╭─ 抜粋本文
証人=「まあ私が忘れたのかどうか分かりませんけれども、そういう記憶はないんです」

石川被告人=「それから川越でダボシャツていう不良がよく好んで着るシャツを関さんが入れた記憶ありますか。この点、うちの者に聞いたらそういう物を買って渡した覚えはないと言うんです」

証人=「私は自分で品物を買って渡したことはないですね」

石川被告人=「七月の多分起訴される少し前だったですけどね、多分それ二百円の正札が貼ってあったですね」

証人=「品物を私が買って石川君の所へやったのはないです」

石川被告人=「そうするとそれはやっぱりうちから来たということになるんですか、関さんが入れないとすれば」

証人=「それも覚えてないですね」

石川被告人=「自分が関さんに最初に三人説を自白させられたのは関さんは何日と記憶しているんですか」

証人=「あれは六月二十日と思ってます」

石川被告人=「自分は六月二十三日と記憶している。その日にちはとにかく、次の日自分は鞄を捨てた図面を書きましたね」

証人=「はい」

石川被告人=「その時、関さんはすでに教科書が発見されたのを分かっていたんじゃないですか」

証人=「教科書は二十五、六日じゃないかと思うんです」

石川被告人=「それは前回の九月九日の宇津弁護人の質問にそういう風に答えていますけれども、その後いろいろ関さんの証言などを拾ってみますと、昭和四十年の九月の第五回公判の時、中田弁護士の質問に対して本が出たということは知っていましたという風なことを述べているんです。それはだから自分としては教科書と鞄を一緒に捨てたということになるから、関さんはそれじゃうまくないから、そういう風にその後で述べたらいいんじゃないかと、独断で考えてそういう風に言ったのかなと自分は考えているんですがね」
╰─
╭─ データセット記録
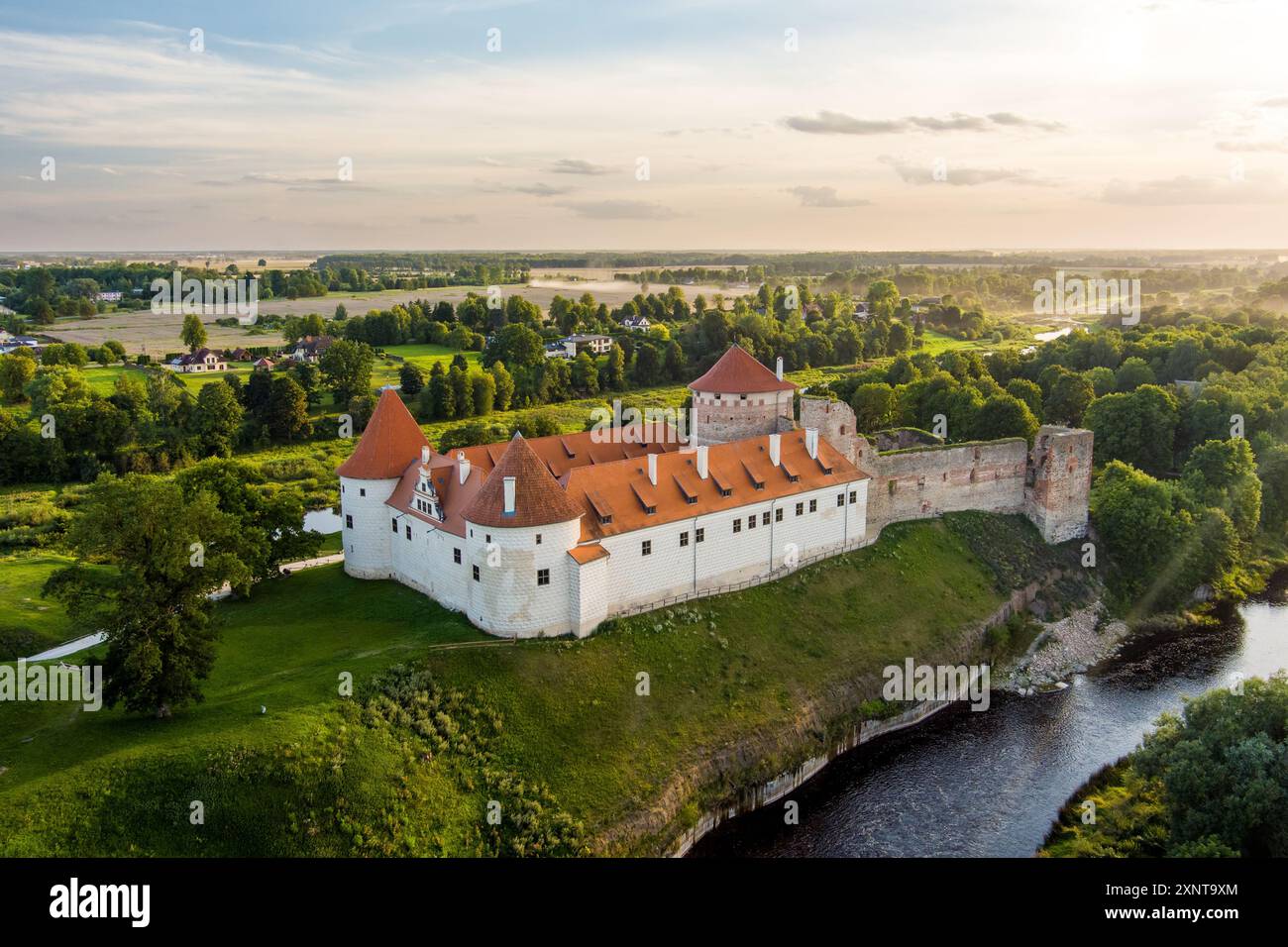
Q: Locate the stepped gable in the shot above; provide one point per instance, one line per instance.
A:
(389, 444)
(539, 500)
(738, 372)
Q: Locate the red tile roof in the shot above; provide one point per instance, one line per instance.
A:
(539, 500)
(738, 372)
(389, 444)
(622, 493)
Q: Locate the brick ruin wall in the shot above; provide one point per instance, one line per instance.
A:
(1050, 484)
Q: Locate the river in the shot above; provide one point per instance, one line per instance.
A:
(990, 784)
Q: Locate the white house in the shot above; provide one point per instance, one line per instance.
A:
(201, 360)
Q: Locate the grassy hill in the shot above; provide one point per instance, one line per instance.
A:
(553, 731)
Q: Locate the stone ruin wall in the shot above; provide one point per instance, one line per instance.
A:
(1051, 486)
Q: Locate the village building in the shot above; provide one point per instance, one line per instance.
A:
(554, 535)
(310, 348)
(201, 360)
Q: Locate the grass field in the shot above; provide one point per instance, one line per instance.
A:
(732, 669)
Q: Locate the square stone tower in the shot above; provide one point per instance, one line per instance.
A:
(1057, 482)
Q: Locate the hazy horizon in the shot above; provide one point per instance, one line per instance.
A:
(814, 125)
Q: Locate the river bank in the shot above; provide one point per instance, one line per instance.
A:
(991, 784)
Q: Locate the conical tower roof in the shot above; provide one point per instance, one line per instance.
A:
(738, 372)
(539, 500)
(389, 444)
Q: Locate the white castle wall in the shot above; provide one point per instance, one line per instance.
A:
(735, 416)
(366, 543)
(725, 557)
(506, 599)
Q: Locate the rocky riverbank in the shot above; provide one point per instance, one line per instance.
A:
(1064, 648)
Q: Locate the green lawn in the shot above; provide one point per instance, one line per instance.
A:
(737, 668)
(29, 622)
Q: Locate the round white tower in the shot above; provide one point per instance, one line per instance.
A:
(390, 444)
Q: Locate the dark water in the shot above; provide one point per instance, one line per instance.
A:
(990, 784)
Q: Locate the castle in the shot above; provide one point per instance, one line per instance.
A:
(554, 535)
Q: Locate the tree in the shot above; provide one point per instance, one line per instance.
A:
(1224, 474)
(16, 371)
(874, 407)
(1028, 392)
(1069, 397)
(1137, 428)
(483, 389)
(614, 369)
(585, 373)
(269, 519)
(1132, 373)
(167, 552)
(411, 377)
(1004, 415)
(286, 412)
(193, 334)
(347, 368)
(217, 419)
(503, 385)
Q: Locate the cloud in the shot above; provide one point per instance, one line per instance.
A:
(824, 197)
(841, 124)
(1282, 146)
(1013, 120)
(540, 189)
(619, 210)
(450, 219)
(578, 166)
(1186, 189)
(918, 172)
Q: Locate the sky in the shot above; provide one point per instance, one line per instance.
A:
(652, 124)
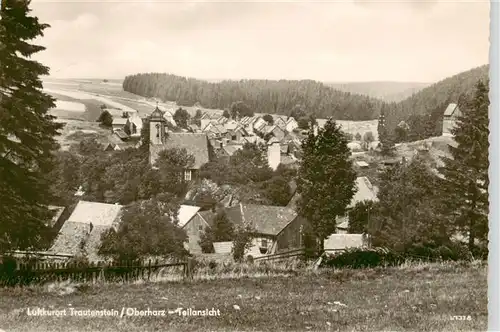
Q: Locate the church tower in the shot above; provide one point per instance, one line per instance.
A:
(156, 127)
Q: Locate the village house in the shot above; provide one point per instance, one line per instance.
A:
(119, 123)
(276, 228)
(196, 144)
(195, 226)
(194, 128)
(450, 117)
(81, 233)
(280, 122)
(273, 130)
(236, 134)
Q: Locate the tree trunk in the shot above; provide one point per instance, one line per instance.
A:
(471, 234)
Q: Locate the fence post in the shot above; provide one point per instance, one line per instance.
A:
(189, 268)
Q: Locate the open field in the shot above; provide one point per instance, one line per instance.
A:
(410, 298)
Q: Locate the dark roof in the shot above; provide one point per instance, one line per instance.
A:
(195, 144)
(265, 219)
(208, 216)
(157, 115)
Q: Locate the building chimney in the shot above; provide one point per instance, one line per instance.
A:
(273, 153)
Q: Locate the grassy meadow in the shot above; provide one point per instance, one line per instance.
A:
(414, 297)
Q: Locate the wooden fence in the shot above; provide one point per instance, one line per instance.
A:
(282, 255)
(20, 274)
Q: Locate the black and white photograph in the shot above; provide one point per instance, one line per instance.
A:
(244, 165)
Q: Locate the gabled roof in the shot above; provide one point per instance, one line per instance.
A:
(220, 128)
(451, 109)
(195, 144)
(99, 214)
(231, 148)
(208, 216)
(186, 213)
(253, 139)
(120, 121)
(361, 163)
(230, 125)
(366, 191)
(265, 219)
(205, 115)
(194, 127)
(157, 114)
(273, 140)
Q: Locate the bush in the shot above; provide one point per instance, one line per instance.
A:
(363, 258)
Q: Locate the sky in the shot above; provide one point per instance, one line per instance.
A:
(334, 41)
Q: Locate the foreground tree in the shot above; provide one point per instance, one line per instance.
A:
(386, 140)
(359, 217)
(326, 179)
(27, 131)
(148, 228)
(465, 174)
(277, 190)
(106, 119)
(406, 213)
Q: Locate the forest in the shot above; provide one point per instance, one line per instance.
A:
(422, 111)
(262, 96)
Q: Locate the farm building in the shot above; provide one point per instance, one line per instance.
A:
(119, 123)
(196, 144)
(81, 233)
(195, 226)
(366, 192)
(451, 114)
(276, 228)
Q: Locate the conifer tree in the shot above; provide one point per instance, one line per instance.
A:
(27, 131)
(326, 182)
(465, 174)
(386, 141)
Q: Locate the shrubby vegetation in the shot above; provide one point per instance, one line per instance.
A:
(263, 96)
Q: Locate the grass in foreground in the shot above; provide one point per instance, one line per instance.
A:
(409, 298)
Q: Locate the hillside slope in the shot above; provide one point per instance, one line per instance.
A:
(431, 102)
(263, 96)
(386, 91)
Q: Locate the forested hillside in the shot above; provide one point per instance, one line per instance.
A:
(424, 110)
(386, 91)
(262, 96)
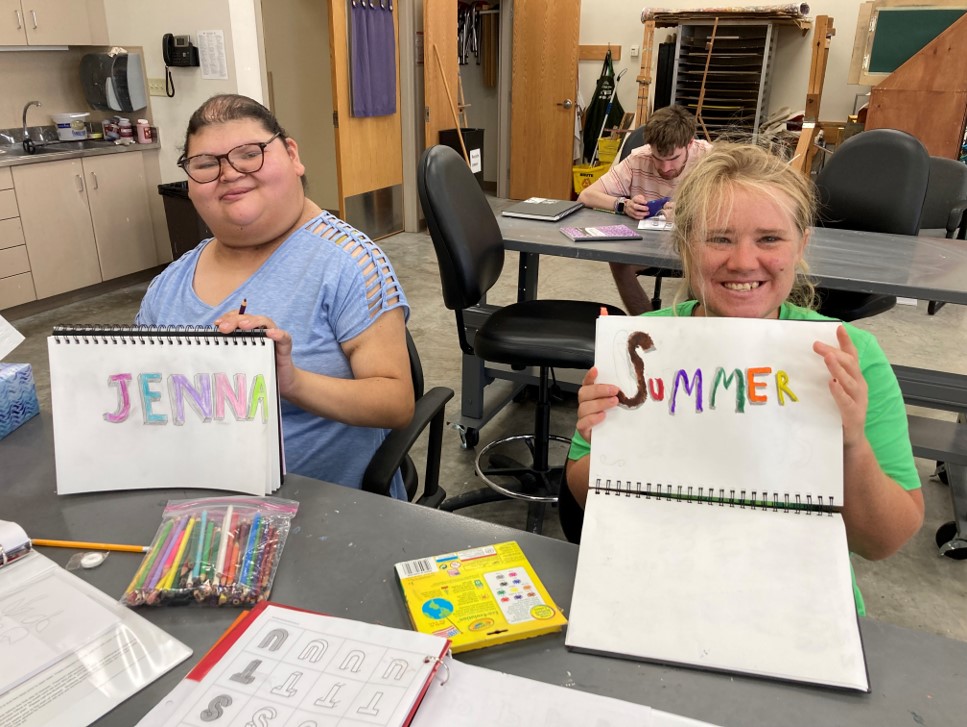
╰─
課題:
(a) 証人尋問の記録に名前が出てくる人物を、姓ですべて挙げてください。
(b) 証人尋問の記録を、最後の発言の後から書き継いでください。

課題別の解答:
(a) 石川（被告人）、関、宇津（弁護人）、中田（弁護士）

(b)
証人=「そうじゃないんです。日や何かのことであるいは記憶違いがあるかも知れないけれども、その後いく日か過ぎていたということには間違いないです」

石川被告人=「それじゃ四十年に答えたのは結局嘘をついたということになるんですか」

証人=「嘘をついたというんじゃないんですけどね、いろいろ考えて、古い話だから」

石川被告人=「四十年の方がかえって新しいんですがね」

証人=「・・・・・・・・・・・・」

石川被告人=「だから四十年の方が真実とすると九月公判で答えたのが嘘ということになっちゃうですね」

証人=「嘘というんじゃないんですけど、私はそういう風に考えていて、そのことを考えた通りに申し上げたわけなんですよ、思い出してですね。忘れちゃったりしたこととかそういうのがあるんですけれども、本当に自分で考えてみて間違いのないことを答えようとして申し上げているわけですけれども」

石川被告人=「その時結局は自分としては一緒に落っこっちゃったということで鞄と教科書とゴムひもも一緒ということになっているから、それじゃ自分は教科書が見つかっているのは分かっているんだから、それじゃ関さんがそういう風に日にちをずらしていると自分はそう考えているんですがね」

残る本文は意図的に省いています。